Task statement:
What lines of the data hold the string "form"? Copy them all.
+--
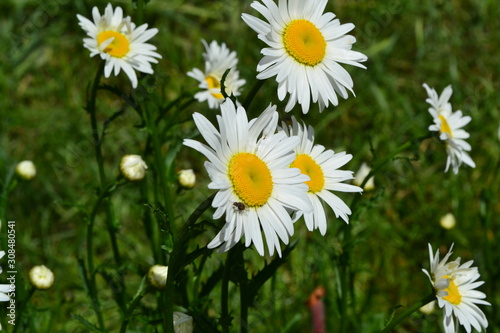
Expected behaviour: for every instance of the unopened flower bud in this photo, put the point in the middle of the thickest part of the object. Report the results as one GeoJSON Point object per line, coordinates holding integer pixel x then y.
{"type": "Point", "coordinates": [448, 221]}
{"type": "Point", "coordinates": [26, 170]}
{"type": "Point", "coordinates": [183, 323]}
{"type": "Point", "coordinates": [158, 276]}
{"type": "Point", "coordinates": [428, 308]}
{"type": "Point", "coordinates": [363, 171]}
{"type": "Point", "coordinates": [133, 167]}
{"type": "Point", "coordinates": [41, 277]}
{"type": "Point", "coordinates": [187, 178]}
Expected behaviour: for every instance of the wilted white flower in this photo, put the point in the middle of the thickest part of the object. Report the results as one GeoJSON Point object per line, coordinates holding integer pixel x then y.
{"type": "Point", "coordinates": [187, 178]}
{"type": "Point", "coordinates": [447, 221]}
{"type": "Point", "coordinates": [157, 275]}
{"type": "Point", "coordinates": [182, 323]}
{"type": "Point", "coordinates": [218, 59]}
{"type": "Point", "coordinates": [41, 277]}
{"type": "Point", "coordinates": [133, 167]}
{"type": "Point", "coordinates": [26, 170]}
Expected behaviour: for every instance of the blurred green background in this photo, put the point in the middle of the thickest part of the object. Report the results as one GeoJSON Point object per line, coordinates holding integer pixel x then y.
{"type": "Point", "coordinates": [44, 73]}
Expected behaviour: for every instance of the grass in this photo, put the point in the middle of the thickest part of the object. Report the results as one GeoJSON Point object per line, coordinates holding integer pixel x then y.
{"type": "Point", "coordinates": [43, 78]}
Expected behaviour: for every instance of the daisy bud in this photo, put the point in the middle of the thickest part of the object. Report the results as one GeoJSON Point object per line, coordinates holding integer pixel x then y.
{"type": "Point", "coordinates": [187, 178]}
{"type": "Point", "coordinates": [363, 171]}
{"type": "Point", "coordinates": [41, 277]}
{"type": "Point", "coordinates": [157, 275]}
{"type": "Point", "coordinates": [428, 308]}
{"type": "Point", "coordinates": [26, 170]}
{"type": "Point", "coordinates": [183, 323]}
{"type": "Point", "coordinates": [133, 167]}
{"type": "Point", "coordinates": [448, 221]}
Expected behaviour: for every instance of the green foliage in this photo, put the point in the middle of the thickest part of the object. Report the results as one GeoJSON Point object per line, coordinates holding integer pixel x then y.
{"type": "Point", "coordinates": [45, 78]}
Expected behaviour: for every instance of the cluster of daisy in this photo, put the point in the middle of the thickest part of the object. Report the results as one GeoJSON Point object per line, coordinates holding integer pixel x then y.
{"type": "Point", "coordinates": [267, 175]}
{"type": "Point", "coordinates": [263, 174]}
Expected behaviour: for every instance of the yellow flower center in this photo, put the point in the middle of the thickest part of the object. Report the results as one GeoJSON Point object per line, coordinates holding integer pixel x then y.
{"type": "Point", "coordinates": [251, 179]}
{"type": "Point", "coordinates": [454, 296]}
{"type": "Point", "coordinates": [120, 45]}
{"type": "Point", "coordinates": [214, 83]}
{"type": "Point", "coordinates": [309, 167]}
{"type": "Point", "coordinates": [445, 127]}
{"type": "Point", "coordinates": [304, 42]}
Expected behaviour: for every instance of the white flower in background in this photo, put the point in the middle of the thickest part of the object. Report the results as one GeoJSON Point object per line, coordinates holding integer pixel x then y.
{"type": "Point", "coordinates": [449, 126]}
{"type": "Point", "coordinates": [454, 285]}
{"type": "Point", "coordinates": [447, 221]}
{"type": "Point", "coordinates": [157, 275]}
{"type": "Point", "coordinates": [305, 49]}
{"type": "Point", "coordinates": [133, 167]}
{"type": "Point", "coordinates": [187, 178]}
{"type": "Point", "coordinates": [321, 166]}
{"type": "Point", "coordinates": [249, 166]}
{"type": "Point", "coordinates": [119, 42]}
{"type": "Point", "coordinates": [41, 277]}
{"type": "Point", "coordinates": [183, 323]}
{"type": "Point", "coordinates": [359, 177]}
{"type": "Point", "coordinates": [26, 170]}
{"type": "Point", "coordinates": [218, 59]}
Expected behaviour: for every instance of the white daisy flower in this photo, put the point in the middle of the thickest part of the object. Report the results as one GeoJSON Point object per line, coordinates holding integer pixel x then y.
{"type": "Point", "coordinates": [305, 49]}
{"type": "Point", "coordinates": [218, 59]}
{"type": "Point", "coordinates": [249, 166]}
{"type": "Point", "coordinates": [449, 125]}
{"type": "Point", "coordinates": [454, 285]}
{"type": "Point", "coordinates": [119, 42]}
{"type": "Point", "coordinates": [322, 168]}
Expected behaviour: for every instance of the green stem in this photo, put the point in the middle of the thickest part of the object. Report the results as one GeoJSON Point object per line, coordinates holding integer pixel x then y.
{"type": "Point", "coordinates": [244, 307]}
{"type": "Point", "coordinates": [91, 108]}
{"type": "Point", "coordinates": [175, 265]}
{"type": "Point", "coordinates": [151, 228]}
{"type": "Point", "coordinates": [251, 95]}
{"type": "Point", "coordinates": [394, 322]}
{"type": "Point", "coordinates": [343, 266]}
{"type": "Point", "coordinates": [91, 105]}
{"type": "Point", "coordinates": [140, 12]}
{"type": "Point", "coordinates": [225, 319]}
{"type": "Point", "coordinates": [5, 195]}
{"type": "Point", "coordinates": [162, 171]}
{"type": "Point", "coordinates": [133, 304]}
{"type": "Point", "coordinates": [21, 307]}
+--
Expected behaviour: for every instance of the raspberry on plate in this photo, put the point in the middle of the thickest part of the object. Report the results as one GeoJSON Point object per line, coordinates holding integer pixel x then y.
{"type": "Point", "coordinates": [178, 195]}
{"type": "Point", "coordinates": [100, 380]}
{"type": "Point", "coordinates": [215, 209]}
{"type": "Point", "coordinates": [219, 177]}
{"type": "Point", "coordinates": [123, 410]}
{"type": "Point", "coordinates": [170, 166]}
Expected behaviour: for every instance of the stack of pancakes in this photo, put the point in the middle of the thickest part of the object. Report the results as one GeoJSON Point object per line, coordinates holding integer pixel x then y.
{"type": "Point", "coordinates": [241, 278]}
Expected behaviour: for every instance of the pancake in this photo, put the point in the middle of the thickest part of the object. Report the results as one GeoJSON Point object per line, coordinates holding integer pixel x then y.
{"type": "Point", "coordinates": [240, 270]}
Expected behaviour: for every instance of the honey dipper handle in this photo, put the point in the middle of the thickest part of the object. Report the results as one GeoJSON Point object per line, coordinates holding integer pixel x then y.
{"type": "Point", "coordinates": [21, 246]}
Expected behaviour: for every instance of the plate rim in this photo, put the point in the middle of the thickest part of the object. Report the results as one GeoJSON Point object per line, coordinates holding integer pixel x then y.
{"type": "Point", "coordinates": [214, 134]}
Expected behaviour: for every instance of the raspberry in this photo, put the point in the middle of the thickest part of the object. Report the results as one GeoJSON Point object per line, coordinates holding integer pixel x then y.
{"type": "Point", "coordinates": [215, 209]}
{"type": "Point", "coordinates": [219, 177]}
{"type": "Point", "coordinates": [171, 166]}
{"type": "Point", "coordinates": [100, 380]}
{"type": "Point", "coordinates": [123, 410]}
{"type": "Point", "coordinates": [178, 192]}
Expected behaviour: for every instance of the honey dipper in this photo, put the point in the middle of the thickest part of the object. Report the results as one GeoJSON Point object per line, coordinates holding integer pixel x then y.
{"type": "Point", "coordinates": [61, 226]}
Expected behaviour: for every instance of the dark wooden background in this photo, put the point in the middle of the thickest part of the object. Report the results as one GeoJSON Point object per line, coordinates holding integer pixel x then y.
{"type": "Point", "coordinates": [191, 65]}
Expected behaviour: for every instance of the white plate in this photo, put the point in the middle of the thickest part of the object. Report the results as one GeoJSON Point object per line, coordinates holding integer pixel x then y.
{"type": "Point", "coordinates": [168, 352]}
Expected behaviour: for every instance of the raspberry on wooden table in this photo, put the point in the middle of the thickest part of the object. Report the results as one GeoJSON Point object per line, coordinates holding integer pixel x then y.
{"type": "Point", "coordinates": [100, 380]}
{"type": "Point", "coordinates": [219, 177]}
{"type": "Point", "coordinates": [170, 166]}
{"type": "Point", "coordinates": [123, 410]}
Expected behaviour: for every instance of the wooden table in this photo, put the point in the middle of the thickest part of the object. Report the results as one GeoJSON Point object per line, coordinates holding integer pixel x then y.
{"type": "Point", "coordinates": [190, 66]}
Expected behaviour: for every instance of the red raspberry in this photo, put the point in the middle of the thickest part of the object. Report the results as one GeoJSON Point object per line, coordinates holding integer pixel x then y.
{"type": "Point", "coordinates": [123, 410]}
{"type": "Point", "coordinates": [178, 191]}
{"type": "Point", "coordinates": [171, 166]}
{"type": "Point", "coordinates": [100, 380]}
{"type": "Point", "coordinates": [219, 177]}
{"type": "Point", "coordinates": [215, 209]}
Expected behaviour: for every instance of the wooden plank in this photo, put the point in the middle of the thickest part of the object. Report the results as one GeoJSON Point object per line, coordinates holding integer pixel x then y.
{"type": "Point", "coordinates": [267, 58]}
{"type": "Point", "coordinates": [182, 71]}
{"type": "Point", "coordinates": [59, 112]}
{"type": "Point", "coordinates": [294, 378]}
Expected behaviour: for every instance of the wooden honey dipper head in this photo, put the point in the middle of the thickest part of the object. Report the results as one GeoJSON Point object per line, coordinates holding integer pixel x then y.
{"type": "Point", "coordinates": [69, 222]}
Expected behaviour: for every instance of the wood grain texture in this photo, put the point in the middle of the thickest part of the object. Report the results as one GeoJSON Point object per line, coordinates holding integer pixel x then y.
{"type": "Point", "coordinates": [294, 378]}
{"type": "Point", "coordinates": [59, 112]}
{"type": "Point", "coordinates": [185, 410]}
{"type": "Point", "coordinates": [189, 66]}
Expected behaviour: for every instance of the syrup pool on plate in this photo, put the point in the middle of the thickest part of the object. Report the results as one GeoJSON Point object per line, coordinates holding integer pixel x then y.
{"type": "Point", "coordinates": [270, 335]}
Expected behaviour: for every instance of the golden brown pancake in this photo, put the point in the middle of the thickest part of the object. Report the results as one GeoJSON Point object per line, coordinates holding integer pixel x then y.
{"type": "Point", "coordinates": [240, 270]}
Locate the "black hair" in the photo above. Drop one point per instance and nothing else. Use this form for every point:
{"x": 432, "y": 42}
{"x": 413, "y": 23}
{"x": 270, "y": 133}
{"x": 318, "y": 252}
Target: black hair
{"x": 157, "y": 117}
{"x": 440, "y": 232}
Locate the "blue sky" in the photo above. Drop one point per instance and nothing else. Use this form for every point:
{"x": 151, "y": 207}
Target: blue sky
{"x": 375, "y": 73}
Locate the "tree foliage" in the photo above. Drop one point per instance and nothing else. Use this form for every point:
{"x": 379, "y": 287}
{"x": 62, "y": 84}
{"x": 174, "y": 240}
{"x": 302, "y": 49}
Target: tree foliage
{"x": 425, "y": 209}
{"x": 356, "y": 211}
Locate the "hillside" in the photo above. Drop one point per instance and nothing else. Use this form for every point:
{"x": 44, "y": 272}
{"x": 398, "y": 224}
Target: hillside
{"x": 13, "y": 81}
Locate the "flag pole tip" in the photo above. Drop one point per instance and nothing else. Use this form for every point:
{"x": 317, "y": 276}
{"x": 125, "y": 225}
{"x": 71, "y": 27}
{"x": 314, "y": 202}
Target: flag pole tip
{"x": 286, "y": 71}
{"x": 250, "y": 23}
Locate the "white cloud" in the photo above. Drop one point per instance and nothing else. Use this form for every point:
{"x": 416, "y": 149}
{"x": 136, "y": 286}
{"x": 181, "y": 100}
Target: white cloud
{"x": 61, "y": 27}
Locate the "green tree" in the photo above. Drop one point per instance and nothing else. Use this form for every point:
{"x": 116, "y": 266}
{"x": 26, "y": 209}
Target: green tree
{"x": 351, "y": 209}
+--
Response to the task:
Locate the "black hair" in the photo above. Drop one point per instance and nothing else. Use this form for every point:
Locate the "blue sky" in the photo above. Drop one point per instance and nothing else. Use this form for every point:
Locate the "tree foliage" in the photo above. Drop one point per instance and nothing else. Use this form for every point:
Locate the "hillside" in the photo above. Drop one point per instance and nothing else. Use this form for every point:
Locate the "flag pole tip" in the photo above. Drop one point per instance and nothing else. Use this form for every point:
Locate the "white cloud" in the photo above. Drop one point per instance and nothing else. Use this form for every point:
Locate the "green tree" in the photo above. Drop one point per instance and nothing else. Use this form for every point:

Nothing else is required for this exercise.